▶ **Set problem**
Render the material below as a Markdown table with two columns, Row and Entry, where Row holds a row number and Entry holds the line. Leave out blank lines.

▶ **Task material**
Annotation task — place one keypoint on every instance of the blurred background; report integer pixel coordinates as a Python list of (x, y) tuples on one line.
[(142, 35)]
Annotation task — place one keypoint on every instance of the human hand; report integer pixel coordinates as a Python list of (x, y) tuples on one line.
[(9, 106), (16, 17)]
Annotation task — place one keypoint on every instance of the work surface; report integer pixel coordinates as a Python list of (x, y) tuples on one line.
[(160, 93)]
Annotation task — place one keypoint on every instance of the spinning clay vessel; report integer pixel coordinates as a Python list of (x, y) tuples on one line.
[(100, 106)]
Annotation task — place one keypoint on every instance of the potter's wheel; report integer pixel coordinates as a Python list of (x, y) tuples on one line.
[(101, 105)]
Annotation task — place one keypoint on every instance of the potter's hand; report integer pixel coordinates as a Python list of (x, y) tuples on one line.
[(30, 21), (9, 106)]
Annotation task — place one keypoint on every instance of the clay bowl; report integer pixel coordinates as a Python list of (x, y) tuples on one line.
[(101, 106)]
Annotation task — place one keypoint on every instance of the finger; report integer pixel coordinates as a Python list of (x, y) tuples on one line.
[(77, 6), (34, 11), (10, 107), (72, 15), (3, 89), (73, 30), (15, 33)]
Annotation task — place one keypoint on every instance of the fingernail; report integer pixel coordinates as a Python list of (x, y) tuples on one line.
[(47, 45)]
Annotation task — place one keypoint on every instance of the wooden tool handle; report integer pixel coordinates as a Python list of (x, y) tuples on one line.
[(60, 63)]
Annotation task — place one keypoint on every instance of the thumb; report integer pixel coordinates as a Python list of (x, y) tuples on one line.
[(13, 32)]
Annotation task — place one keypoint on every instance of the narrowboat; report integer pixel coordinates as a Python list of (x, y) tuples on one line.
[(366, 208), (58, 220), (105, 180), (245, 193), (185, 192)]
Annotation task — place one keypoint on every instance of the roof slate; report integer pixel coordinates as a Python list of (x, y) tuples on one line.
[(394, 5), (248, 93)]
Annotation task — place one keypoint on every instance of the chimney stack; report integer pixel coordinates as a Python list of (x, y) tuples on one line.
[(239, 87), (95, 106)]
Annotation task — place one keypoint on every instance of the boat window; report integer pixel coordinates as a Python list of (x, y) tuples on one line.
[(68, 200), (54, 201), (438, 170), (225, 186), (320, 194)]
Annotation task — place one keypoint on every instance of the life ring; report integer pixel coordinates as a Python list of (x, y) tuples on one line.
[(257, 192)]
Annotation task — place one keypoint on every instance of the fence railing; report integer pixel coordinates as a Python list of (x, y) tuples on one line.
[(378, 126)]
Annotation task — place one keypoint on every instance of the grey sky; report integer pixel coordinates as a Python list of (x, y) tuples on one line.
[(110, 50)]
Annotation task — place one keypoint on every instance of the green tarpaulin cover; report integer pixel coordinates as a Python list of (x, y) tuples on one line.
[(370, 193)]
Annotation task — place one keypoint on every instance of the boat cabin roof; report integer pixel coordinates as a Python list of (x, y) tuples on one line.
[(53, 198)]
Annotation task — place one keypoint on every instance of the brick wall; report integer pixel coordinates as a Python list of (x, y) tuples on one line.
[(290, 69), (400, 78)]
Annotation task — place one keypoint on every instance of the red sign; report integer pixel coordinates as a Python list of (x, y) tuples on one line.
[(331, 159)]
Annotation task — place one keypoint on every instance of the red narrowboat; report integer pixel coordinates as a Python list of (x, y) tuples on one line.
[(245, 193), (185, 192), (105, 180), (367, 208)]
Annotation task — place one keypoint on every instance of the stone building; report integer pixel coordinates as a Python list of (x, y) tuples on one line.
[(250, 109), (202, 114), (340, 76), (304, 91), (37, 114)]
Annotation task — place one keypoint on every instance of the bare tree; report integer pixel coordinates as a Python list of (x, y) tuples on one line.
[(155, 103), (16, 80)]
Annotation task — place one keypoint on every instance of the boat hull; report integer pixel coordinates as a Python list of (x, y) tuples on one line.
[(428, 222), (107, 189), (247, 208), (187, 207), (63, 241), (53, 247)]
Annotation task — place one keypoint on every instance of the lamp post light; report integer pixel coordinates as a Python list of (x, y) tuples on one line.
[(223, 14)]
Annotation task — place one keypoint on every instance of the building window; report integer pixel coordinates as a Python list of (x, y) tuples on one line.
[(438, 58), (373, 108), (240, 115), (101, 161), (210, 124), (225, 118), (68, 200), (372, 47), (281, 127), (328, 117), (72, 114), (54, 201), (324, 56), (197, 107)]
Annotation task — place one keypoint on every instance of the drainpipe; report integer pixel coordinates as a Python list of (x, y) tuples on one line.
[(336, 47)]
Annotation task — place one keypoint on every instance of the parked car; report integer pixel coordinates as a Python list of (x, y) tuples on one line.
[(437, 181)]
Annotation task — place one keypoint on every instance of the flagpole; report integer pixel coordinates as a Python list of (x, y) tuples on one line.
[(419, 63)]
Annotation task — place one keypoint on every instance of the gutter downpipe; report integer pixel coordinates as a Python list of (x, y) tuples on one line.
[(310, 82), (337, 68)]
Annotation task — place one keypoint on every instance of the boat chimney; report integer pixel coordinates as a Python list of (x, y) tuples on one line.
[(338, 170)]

▶ **Solved exercise**
| Row | Entry |
|---|---|
| 1 | Annotation task — place one keypoint on every instance of the blurred background; report integer pixel coordinates as a Python list of (x, y) tuples on one line. |
| 2 | [(142, 35)] |
| 3 | Annotation task — place one keypoint on every instance of the human hand; report integer pixel coordinates as a Python list of (x, y) tuples on one line. |
| 4 | [(9, 106), (16, 17)] |
| 5 | Annotation task — place one keypoint on every instance of the work surface; report integer pixel coordinates as a Python list of (x, y) tuples on one line. |
| 6 | [(160, 93)] |
| 7 | Annotation task — place one keypoint on every instance of the spinning clay vessel; report integer pixel coordinates as a Python list of (x, y) tuples on one line. |
| 8 | [(100, 106)] |
| 9 | Annotation task — place one keypoint on every instance of the potter's wheel; report integer pixel coordinates as a Python list of (x, y) tuples on one line. |
| 10 | [(101, 105)] |
| 11 | Annotation task — place one keypoint on every instance of the potter's hand; report integer pixel coordinates as a Python list of (x, y) tuples on one line. |
| 12 | [(30, 21), (9, 106)] |
| 13 | Annotation task — place one keypoint on every instance of the clay bowl; report integer pixel coordinates as a Python list of (x, y) tuples on one line. |
| 14 | [(101, 106)] |
| 15 | Annotation task — place one keypoint on every instance of the finger; report integer pixel coordinates as a Python list of (x, y) tuples on one line. |
| 16 | [(77, 6), (34, 11), (10, 107), (72, 15), (3, 89), (73, 30), (15, 33)] |
| 17 | Annotation task — place one keypoint on every instance of the fingernail; report integer pixel coordinates as a Python list of (x, y) tuples on one line. |
| 18 | [(47, 45)] |
| 19 | Annotation task — place one keypoint on every instance of the wooden tool handle; report integer pixel coordinates as a Python list of (x, y) tuples on one line. |
| 20 | [(60, 63)] |
| 21 | Annotation task — place one keypoint on every instance of the thumb; report integer pixel coordinates as a Python list of (x, y) tuples on one line. |
| 22 | [(13, 32)] |
| 23 | Annotation task — place one keypoint on every instance of the narrowboat; report integer pixel coordinates as a Python list of (x, y) tuples on one line. |
| 24 | [(366, 208), (58, 220), (105, 180), (245, 193), (185, 192)] |
| 25 | Annotation task — place one keypoint on every instance of the roof slate; report integer pixel coordinates as a Python list of (x, y) tuples on one line. |
| 26 | [(394, 5), (248, 93)] |
| 27 | Annotation task — place one keypoint on every instance of the chimney stack; report integer pixel coordinates as a Python list of (x, y) tuples on one line. |
| 28 | [(239, 87), (95, 106)] |
| 29 | Annotation task — place one keypoint on every instance of the boat window; report integer pixel coordinates as a Python list of (x, y) tuples on one line. |
| 30 | [(68, 200), (54, 201), (438, 170), (225, 186), (320, 194)] |
| 31 | Annotation task — place one keypoint on every instance of the life ring; report integer pixel coordinates as a Python list of (x, y) tuples on one line. |
| 32 | [(257, 192)] |
| 33 | Annotation task — place one keypoint on every instance of the fence railing; report integer pixel coordinates as a Python list of (x, y) tuples on one line. |
| 34 | [(378, 126)] |
| 35 | Annotation task — place one keypoint on every instance of the grey sky; report integer pixel coordinates as a Python list of (x, y) tuples on one line. |
| 36 | [(110, 50)] |
| 37 | Annotation task — place one keypoint on every instance of the green tarpaulin cover; report integer pixel coordinates as a Python list of (x, y) tuples on one line. |
| 38 | [(370, 193)] |
| 39 | Annotation task — place one keypoint on every instance of the boat cabin roof; report integer pixel coordinates as a Python list of (x, y) tuples on one line. |
| 40 | [(53, 198)] |
| 41 | Annotation task — place one keypoint on every instance of the brick wall; report integer pixel coordinates as a Python list of (x, y) tuples on one line. |
| 42 | [(290, 69), (400, 78)] |
| 43 | Annotation task — place one keypoint on every instance of the red sign; report integer pixel coordinates as a Python list of (x, y) tuples on one line. |
| 44 | [(331, 159)] |
| 45 | Annotation task — place one keypoint on every instance of the red narrowboat; report integer pixel coordinates as a Python list of (x, y) tuples on one line. |
| 46 | [(245, 193), (185, 192), (105, 180), (367, 208)] |
| 47 | Annotation task — place one keypoint on every instance of the stone building; report integer pixel coordinates as a Python list of (x, y) tuples on one line. |
| 48 | [(250, 109), (202, 114), (340, 76), (304, 91), (37, 114)] |
| 49 | Annotation task — place one keypoint on every instance of the bare tree; report integer pixel coordinates as a Python list of (x, y) tuples on one line. |
| 50 | [(155, 103), (16, 80)] |
| 51 | Annotation task — place one keypoint on every instance of the boat hull; report integer pixel coordinates as a Python list of (x, y) tuples on one line. |
| 52 | [(428, 222), (107, 189), (247, 208), (187, 207), (63, 241), (53, 247)] |
| 53 | Annotation task — place one keypoint on every instance of the lamp post light; report integer pixel coordinates as a Python list of (x, y) tuples on one line. |
| 54 | [(223, 14)] |
| 55 | Annotation task — place one keypoint on every instance of the building window; report integer pixel coordinates as a Python list of (x, y) tuples on one line. |
| 56 | [(438, 58), (373, 108), (240, 115), (101, 161), (210, 124), (225, 118), (68, 200), (372, 47), (281, 127), (328, 117), (72, 114), (54, 201), (324, 56), (197, 107)] |
| 57 | Annotation task — place one keypoint on every instance of the drainpipe; report integer pixel coordinates as a Python list of (x, y) tuples on one line. |
| 58 | [(336, 47)] |
| 59 | Annotation task — place one keypoint on every instance of the parked car; report integer pixel coordinates as a Python list of (x, y) tuples on one line. |
| 60 | [(437, 181)] |
| 61 | Annotation task — place one keypoint on every instance of the flagpole; report integer pixel coordinates as a Python list of (x, y) tuples on one line. |
| 62 | [(419, 63)] |
| 63 | Annotation task — place one keypoint on every instance of the gutter downpipe; report integer pixel coordinates as a Python list of (x, y) tuples on one line. |
| 64 | [(310, 82), (337, 68)] |
| 65 | Annotation task — place one keypoint on every instance of the boat chimney; report integer pixel coordinates as a Python list of (x, y) tuples on one line. |
| 66 | [(338, 170)] |